_Task description_
Retype each line below without a single alteration.

---- Given records

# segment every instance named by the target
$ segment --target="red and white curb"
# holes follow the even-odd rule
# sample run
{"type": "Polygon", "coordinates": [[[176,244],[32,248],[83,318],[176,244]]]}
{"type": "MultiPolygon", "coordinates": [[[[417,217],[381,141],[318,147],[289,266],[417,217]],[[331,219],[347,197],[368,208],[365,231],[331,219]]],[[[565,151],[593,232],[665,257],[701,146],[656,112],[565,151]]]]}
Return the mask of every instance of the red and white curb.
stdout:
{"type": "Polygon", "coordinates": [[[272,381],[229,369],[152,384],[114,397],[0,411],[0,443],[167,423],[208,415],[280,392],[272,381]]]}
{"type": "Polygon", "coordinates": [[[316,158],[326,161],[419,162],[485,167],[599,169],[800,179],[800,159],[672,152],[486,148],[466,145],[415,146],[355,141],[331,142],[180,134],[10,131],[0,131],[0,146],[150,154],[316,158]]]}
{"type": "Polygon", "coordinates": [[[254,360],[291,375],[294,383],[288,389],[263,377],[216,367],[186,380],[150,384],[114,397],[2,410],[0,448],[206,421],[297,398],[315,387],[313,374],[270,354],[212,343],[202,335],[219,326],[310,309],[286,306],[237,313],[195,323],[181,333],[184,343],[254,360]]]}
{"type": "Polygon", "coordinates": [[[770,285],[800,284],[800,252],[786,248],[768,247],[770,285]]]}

--------

_Exercise result_
# segment every instance named by the target
$ segment --target="red and white curb"
# holes follow the even-odd rule
# sample run
{"type": "Polygon", "coordinates": [[[176,244],[32,248],[83,318],[176,244]]]}
{"type": "MultiPolygon", "coordinates": [[[[417,217],[381,141],[318,147],[289,266],[417,217]],[[331,219],[347,197],[368,208],[365,231],[331,219]]],[[[565,151],[593,232],[665,257],[701,146],[656,112],[565,151]]]]}
Return the mask of every instance of the red and white curb.
stdout:
{"type": "Polygon", "coordinates": [[[272,381],[229,369],[152,384],[114,397],[0,411],[0,443],[167,423],[208,415],[280,392],[272,381]]]}
{"type": "Polygon", "coordinates": [[[316,158],[326,161],[419,162],[485,167],[599,169],[800,179],[800,159],[672,152],[486,148],[466,145],[415,146],[355,141],[331,142],[180,134],[10,131],[0,131],[0,146],[150,154],[316,158]]]}
{"type": "Polygon", "coordinates": [[[254,360],[291,375],[294,383],[288,389],[263,377],[216,367],[186,380],[150,384],[114,397],[2,410],[0,448],[206,421],[297,398],[315,387],[313,374],[270,354],[212,343],[202,335],[219,326],[310,309],[286,306],[237,313],[195,323],[181,333],[184,343],[254,360]]]}
{"type": "Polygon", "coordinates": [[[770,285],[800,284],[800,252],[786,248],[768,247],[770,285]]]}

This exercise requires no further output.